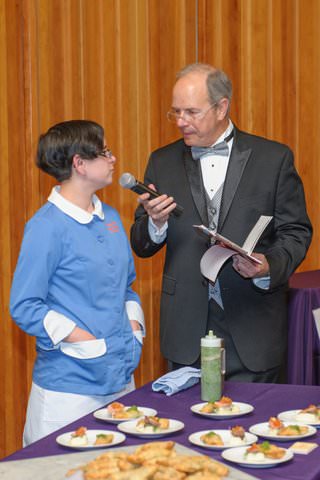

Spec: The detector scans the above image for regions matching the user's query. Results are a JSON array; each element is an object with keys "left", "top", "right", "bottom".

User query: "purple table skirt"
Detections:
[
  {"left": 3, "top": 381, "right": 320, "bottom": 480},
  {"left": 288, "top": 270, "right": 320, "bottom": 385}
]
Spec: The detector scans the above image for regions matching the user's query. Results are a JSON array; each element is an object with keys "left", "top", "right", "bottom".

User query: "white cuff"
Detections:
[
  {"left": 126, "top": 301, "right": 145, "bottom": 336},
  {"left": 253, "top": 275, "right": 271, "bottom": 290},
  {"left": 43, "top": 310, "right": 76, "bottom": 346},
  {"left": 148, "top": 217, "right": 168, "bottom": 243},
  {"left": 134, "top": 330, "right": 144, "bottom": 344}
]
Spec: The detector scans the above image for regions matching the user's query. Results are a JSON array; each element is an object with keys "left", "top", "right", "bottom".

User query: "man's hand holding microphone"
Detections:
[{"left": 119, "top": 172, "right": 183, "bottom": 228}]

Work required =
Reproduce all the records verbatim, excluding images.

Task output =
Spec: The detector scans the above image for regions matching the user's query. Results are a JSON array; each element is an object with keys "left", "top", "right", "bottom".

User query: "purple table skirt"
Detections:
[
  {"left": 3, "top": 381, "right": 320, "bottom": 480},
  {"left": 288, "top": 270, "right": 320, "bottom": 385}
]
Spec: The detector scans the above image for regions matching the user's query. Results are a JSON array; each element is an object with keys "left", "top", "right", "bottom".

User query: "white cuff"
Detections:
[
  {"left": 126, "top": 301, "right": 145, "bottom": 336},
  {"left": 253, "top": 275, "right": 271, "bottom": 290},
  {"left": 43, "top": 310, "right": 76, "bottom": 346},
  {"left": 148, "top": 217, "right": 168, "bottom": 243},
  {"left": 134, "top": 330, "right": 144, "bottom": 344}
]
Spec: The detector scans the above image for regions matching the user's query. Results are a JSON array; each element is an object with keys "left", "top", "right", "bottom".

User query: "man's hand holding microphone"
Detections:
[{"left": 119, "top": 172, "right": 183, "bottom": 228}]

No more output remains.